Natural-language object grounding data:
——————————

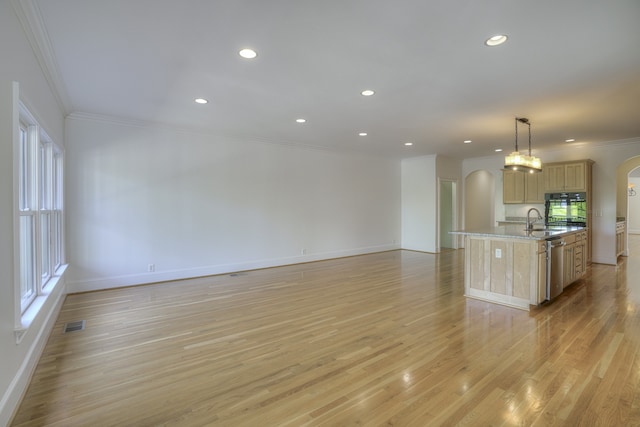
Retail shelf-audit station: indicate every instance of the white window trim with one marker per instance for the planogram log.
(24, 317)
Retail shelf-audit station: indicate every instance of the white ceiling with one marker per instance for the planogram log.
(571, 66)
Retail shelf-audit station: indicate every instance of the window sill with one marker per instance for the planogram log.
(35, 309)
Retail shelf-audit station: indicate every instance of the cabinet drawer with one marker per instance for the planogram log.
(542, 246)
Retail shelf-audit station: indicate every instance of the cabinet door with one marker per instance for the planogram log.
(574, 177)
(569, 265)
(512, 187)
(534, 188)
(553, 178)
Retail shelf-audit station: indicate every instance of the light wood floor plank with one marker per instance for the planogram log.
(380, 339)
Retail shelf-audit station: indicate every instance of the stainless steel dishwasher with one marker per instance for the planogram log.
(555, 267)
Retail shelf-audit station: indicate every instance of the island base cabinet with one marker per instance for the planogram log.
(505, 271)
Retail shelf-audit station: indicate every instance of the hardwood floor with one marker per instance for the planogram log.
(381, 339)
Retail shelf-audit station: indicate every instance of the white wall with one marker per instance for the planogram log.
(607, 158)
(419, 207)
(18, 64)
(194, 204)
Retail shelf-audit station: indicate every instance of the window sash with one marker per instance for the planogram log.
(39, 205)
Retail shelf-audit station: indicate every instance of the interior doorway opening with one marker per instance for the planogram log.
(447, 214)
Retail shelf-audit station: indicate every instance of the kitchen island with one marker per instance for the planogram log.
(508, 264)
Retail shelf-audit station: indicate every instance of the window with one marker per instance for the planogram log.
(40, 211)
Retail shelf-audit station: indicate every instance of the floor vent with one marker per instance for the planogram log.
(73, 326)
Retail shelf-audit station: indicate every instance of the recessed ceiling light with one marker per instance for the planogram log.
(248, 53)
(496, 40)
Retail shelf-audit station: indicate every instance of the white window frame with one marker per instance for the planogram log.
(39, 258)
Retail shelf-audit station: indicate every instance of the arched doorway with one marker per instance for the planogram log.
(622, 197)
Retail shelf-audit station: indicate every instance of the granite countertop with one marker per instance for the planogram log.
(518, 231)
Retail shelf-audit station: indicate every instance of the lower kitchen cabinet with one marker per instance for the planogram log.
(574, 257)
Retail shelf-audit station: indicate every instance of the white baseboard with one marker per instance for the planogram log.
(163, 276)
(18, 386)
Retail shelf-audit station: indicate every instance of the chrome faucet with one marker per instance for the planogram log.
(529, 222)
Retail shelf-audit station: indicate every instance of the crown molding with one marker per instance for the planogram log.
(30, 18)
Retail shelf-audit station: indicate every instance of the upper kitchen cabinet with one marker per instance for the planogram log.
(522, 187)
(567, 176)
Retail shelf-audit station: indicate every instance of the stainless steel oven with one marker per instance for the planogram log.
(565, 209)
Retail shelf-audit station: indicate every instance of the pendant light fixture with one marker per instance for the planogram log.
(523, 162)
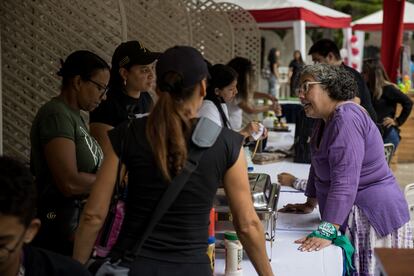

——————————

Go through the entries above and print each one exactly, minus the pictures.

Retail shelf-audit station: indicate every instance of the white window trim with one marker per instance for the planogram log.
(24, 317)
Retail shelf-audit station: indicate every instance of the white ceiling with one marker per instance for the planogram log.
(571, 66)
Retail shelf-audit station: indicate every instance of the window sill with one marker per instance for the planogram log.
(35, 309)
Retail shelf-audit station: indicate every instance of the cabinet drawer with one marker per instance for the planogram log.
(542, 246)
Retail shelf-audit station: indicate every instance of the cabinet door with one marker per instance for the planogram log.
(574, 177)
(569, 265)
(512, 187)
(534, 188)
(553, 178)
Retail shelf-audit station: indicate every instance of the light wood floor plank with one marker per instance for the planogram log.
(380, 339)
Retail shelf-audit station: indicate every instance of the stainless steel dishwasher with one marker per instance for the planogram log.
(555, 267)
Retail shelf-audit station: indicate every instance of the island base cabinet with one marker per instance for the planogram log.
(505, 271)
Retail shelf-audit station: indicate every instance of the hardwood floor with one marker per instance for the planogram log.
(381, 339)
Retail shelf-audit station: indicate every instance of the white wall with one marker per instance for the planogram log.
(607, 158)
(419, 207)
(18, 64)
(194, 204)
Retail shelf-audit station: indicate every instance of the window sash with one marker per instance for the planogram log.
(39, 205)
Retail shelf-audit station: indicate every instance of the interior doorway opening with one marker per instance for the planogram log.
(447, 214)
Retail shelf-audit station: indicate every instance of the kitchen island with one marker per instance for the planogram log.
(508, 264)
Retail shelf-audit station: indicate every instance of the window with one marker per instance for the planogram log.
(40, 211)
Retail shelf-audit station: indicate every instance of the floor vent with one marker per instance for the planogram log.
(73, 326)
Retail shelf-audit station: indicate every instance of the recessed ceiling light with one marker per instance for the planogram log.
(248, 53)
(496, 40)
Retail shelf-audit station: indicate every instance of the white window frame with one marker per instance for the planogram log.
(39, 258)
Retail shelf-audit station: indicate every instance of the arched doorway with one marker per instance for the planogram log.
(622, 197)
Retail shelf-audit station: indicate every instance of the granite countertop with one marker per instance for the planogram log.
(518, 231)
Retail shelf-audit station: indicate every instance of the lower kitchen cabinet with one marker per instance for the planogram log.
(574, 257)
Retail shelf-audit station: indicate every instance of the white baseboard with one marker per instance for the planogram log.
(163, 276)
(18, 386)
Retail shelf-audit station: indicate every instance of the chrome faucet with one marker per instance for the planogram log.
(529, 222)
Retail shelf-audit station: indicate every instance of the crown molding with one marker per instance for the planogram log.
(30, 18)
Retail shelf-audit station: indicate every instance of the upper kitchen cabinet with one marker per instance for the planogram log.
(522, 187)
(567, 176)
Retail shelf-audit station: indicate every instance of the stainless steel oven with one marker per instance for the planogram log.
(565, 209)
Retail shelf-audit station: indicate every instance of the pendant light fixture with one marker per instance for the planogram log.
(523, 162)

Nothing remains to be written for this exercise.